So, how do you make a polyphonic synthesizer? The utopian answer might be to copy+paste your Minimoog voice circuitry to match the number of available keys, et voila! You have a polyphonic synthesizer. Of course, in the real world, the question was: how do you make a polyphonic synthesizer that a) is reasonably small, and b) won't bankrupt you. Sadly, our hypothetical copy+paste Minimoog monstrosity, while awesome in my imagination, fits neither of these criteria. So instead, designers looked for alternative methods.

And as such, in the early days of analog keyboard synths, three primary alternative approaches came about: one method which uniquely leveraged monosynths' internal resources, one method that messed with the note:articulative structure ratio, and one method which required diving into the world of digital control.

Approach 1: Duophony

The concept of the duophonic keyboard synth came about in the late 1960s/early 1970s, famously part of Moog's 952 keyboard, ARP's Odyssey, Octave's The CAT, and others. Typically, instruments capable of duophony were primarily monophonic—they contained a set of oscillators which were mixed together and had a single articulative structure. They offered (by flipping a switch or by applying patch cables), though, the ability to produce two note CV signals from the keyboard, which could then be directed to separate oscillators.

This worked by using a combination low-note/high-note priority keyboard. The ARP Odyssey, for instance, has two oscillators. If you play a single note on the keyboard, the same CV is applied to each oscillator, and each oscillator tracks together, as you'd expect! When you play two notes at once, though, a CV produced from the lower key goes to one oscillator and a CV from the higher key goes to the other—allowing you to play two notes at a time. Of course, these oscillators share the same articulative structure; they still get mixed together and share the same filter, amp, and envelopes. More on this later...

Duophony was a simple, succinct, and effective way to quell some of the general thirst surrounding polyphony, and many designers adapted their instruments or built new instruments entirely to take advantage of the concept. Early keyboards for the ARP 2600, for instance, didn't include this feature, but the later model 3620 keyboard did—and of course, duophony was one of the primary selling points for Octave's The CAT. But of course, at the end of the day, two notes are still just two notes, and a single articulative structure is still a single articulative structure...so this novel approach to instrument design was not an exact solution to musicians' demand.

Approach 2: Mess with that Note Count : Articulative Structure Ratio

Another solution was inspired in part by technology from the older Hammond Novachord. The Novachord was, for all intents and purposes, a fully polyphonic instrument in the manner of a piano or organ...one which used tube-based oscillators for sound generation. Now you might be thinking...that's a lot of keys—are there really tube oscillators for each one? Well, no, not exactly.

*Provided material*
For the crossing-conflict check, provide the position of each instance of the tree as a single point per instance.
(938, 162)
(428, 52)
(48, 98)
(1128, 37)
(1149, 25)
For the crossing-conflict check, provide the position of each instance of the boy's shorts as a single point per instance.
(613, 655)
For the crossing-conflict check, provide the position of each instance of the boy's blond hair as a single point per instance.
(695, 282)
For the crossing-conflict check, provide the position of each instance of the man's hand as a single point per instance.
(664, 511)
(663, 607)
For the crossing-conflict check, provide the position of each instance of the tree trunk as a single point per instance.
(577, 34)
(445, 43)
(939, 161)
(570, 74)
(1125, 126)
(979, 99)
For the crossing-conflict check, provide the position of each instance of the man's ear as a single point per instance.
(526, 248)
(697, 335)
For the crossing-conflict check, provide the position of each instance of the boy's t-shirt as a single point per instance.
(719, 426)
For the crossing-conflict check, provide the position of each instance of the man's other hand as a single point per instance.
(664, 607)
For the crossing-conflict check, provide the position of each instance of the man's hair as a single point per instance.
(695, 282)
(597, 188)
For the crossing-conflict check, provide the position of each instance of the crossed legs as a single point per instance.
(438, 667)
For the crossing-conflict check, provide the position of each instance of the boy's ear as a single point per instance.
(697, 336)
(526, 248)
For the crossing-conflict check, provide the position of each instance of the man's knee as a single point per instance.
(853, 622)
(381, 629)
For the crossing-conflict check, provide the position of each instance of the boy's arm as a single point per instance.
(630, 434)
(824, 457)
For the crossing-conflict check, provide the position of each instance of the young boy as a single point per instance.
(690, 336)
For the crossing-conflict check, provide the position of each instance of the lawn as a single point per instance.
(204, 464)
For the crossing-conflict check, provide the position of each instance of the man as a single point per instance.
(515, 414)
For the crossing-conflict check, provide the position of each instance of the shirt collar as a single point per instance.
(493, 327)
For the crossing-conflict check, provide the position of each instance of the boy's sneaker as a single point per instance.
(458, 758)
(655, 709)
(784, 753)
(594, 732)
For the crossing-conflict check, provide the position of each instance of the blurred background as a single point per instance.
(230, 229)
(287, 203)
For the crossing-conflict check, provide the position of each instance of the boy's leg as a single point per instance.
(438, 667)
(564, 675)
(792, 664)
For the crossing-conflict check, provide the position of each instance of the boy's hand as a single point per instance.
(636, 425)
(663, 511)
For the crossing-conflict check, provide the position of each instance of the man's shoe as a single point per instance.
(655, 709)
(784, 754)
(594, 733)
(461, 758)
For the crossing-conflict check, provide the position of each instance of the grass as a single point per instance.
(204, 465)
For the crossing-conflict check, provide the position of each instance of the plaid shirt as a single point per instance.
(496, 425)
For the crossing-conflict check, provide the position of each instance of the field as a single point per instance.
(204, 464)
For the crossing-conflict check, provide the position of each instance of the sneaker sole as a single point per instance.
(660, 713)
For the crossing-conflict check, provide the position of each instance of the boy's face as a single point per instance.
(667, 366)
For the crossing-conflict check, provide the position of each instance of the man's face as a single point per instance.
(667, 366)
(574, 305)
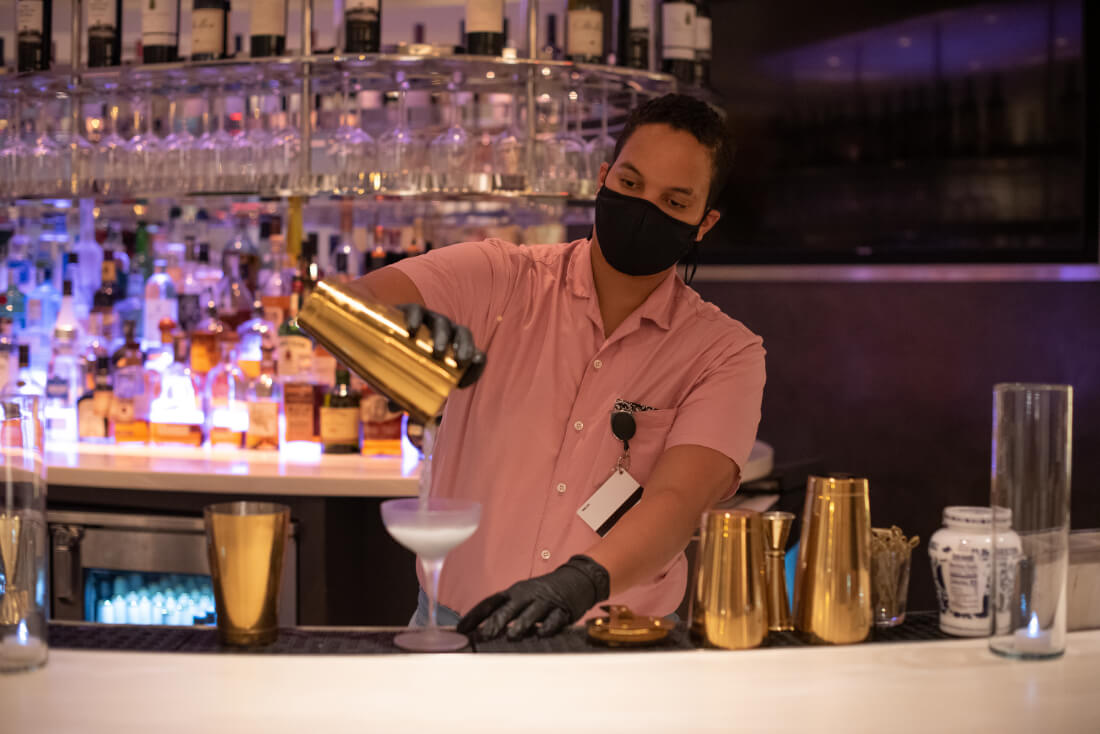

*Aim of the exercise*
According to the synthesizer text, which later ARP 2600 keyboard model added duophony? Please use only the text to respond, not the data.

*Solved problem*
The model 3620 keyboard.